● WHAT YOU WILL DO
Where the material below has a line containing "Target: forehead", start repeating exactly, and keep going through the line containing "the eyelash and", with no other lines.

● DATA TO EXAMINE

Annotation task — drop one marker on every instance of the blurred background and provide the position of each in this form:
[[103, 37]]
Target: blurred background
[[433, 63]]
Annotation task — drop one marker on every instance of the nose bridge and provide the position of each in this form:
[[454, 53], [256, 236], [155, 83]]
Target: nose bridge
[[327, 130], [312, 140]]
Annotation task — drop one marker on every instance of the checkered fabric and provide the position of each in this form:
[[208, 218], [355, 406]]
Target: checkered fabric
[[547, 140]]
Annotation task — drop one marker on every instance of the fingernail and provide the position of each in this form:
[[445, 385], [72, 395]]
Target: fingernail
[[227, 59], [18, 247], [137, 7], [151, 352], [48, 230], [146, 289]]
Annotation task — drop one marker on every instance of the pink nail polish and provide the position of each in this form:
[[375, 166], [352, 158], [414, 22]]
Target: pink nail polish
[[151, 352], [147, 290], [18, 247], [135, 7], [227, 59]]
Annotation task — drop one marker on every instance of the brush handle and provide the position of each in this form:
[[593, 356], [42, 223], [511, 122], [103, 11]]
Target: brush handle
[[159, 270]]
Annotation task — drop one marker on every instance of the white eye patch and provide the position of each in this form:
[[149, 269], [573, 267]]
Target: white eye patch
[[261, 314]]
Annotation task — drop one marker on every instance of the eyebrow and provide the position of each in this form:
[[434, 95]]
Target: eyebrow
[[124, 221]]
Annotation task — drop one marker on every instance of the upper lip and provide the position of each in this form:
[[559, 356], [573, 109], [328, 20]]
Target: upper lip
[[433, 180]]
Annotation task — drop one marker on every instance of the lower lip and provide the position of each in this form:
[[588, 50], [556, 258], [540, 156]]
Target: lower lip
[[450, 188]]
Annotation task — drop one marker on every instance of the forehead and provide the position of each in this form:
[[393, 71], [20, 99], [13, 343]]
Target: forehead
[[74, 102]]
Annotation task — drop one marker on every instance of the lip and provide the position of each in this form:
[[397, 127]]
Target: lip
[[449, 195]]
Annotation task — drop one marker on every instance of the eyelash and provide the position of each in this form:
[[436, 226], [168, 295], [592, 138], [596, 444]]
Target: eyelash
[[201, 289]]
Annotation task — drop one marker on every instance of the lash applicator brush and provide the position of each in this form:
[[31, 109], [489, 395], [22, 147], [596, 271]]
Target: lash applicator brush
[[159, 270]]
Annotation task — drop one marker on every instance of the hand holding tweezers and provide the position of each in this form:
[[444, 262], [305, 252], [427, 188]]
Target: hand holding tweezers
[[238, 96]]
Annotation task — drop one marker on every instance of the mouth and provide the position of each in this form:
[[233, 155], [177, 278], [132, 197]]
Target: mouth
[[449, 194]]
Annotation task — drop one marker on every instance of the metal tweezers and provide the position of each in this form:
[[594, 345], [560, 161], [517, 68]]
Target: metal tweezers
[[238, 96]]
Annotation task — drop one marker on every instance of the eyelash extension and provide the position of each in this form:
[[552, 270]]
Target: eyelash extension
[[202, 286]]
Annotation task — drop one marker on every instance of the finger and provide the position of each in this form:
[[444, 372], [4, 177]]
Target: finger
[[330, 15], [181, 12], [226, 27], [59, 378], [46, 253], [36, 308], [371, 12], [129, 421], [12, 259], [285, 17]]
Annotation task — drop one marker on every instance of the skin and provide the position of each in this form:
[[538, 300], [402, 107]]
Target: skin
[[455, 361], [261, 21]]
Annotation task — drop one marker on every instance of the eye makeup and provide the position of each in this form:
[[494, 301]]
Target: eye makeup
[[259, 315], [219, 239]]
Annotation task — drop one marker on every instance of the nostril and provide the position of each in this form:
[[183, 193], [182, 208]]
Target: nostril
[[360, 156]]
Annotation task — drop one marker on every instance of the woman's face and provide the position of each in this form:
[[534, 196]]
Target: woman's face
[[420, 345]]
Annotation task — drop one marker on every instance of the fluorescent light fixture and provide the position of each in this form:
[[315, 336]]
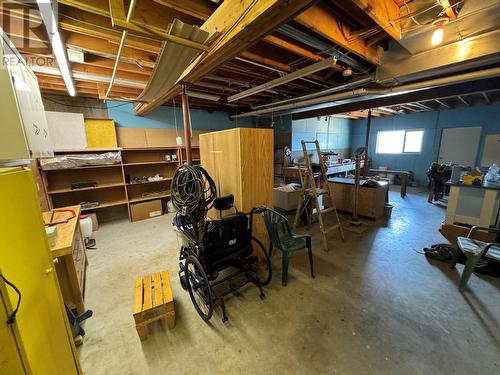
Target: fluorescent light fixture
[[202, 95], [437, 37], [49, 20]]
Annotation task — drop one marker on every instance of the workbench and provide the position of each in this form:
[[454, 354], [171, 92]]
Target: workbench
[[69, 255], [371, 200], [403, 175]]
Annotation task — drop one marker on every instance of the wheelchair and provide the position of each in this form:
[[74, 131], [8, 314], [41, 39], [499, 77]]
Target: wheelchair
[[211, 262]]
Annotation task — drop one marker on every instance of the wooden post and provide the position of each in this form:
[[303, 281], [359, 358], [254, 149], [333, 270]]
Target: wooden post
[[367, 139], [187, 126]]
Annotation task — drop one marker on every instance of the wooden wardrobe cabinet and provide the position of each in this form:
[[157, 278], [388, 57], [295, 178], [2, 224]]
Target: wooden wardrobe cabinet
[[240, 161]]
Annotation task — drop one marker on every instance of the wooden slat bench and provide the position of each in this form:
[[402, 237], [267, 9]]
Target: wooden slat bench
[[153, 301]]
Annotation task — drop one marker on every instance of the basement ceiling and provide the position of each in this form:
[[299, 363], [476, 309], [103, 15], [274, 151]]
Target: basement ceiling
[[363, 36]]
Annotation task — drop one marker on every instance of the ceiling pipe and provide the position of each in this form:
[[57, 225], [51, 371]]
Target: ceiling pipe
[[332, 90], [308, 70], [437, 82], [120, 47], [274, 69]]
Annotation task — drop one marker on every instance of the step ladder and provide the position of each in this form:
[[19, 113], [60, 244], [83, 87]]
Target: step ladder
[[314, 186]]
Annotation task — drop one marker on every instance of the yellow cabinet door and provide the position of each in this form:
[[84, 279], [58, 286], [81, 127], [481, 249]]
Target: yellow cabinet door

● OUTPUT
Target: forehead
[[74, 102]]
Annotation task — drop one marker on every instance of the lip and provide the position of each in this form:
[[397, 127]]
Target: lip
[[449, 195]]
Annotation task — drop one marker on every instance of the eyelash and provide the position of each in this form:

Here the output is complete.